BRIEF :: Instruction for the data below: set down exactly the lines from the line with "like x=24, y=277." to the line with "Target: silhouetted tree", inclusive, and no others.

━━━━━━━━

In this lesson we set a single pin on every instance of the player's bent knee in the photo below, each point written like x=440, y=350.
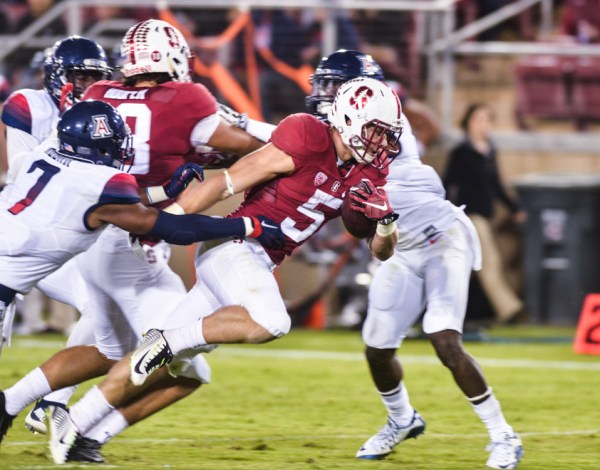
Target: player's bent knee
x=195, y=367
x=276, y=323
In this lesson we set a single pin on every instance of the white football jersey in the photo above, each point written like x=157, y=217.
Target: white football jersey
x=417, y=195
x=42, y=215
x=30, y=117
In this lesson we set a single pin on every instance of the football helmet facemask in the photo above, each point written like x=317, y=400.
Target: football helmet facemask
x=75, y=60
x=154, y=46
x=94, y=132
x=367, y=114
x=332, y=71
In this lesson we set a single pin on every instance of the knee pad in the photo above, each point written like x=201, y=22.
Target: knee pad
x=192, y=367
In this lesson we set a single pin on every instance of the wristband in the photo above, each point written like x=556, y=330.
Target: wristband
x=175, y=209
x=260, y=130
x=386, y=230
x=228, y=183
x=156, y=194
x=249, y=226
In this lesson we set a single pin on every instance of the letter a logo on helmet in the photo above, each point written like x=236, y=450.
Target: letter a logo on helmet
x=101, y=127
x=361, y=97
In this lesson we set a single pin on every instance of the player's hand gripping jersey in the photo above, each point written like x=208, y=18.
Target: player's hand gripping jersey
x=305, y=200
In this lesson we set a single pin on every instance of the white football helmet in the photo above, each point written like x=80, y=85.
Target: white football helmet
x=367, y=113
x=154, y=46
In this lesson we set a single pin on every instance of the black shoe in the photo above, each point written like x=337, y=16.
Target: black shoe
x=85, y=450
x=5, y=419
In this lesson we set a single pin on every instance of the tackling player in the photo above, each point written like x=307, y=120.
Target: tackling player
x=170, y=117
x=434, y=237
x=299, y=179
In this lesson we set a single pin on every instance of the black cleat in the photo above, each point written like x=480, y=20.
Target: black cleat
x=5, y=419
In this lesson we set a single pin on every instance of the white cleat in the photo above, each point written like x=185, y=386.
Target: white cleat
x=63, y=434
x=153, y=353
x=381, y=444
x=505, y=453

━━━━━━━━

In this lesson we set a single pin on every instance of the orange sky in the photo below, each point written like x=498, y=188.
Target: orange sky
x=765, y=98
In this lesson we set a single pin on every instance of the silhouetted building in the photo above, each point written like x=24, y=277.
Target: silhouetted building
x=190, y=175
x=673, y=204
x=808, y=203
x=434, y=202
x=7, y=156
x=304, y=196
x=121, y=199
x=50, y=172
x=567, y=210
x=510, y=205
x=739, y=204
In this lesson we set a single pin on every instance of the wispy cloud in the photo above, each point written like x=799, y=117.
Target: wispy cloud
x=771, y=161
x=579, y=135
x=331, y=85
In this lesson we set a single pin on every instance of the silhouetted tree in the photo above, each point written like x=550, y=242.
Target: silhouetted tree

━━━━━━━━

SOLUTION TO THE EXERCISE ::
In this lesson we set a single pin on every instance of the silhouetted building in the photo above, each point written like x=24, y=277.
Target: silhouetted building
x=190, y=175
x=673, y=204
x=808, y=203
x=434, y=202
x=7, y=156
x=304, y=196
x=121, y=199
x=50, y=172
x=567, y=210
x=510, y=205
x=739, y=204
In this lesson we set a single pin on every instance of the wispy cloud in the photo above, each point written like x=799, y=117.
Target: wispy cloud
x=771, y=161
x=579, y=135
x=331, y=85
In this lesson we set a single pin on every instance of the silhouetted tree in the photo above, each point written like x=550, y=242.
Target: silhouetted tree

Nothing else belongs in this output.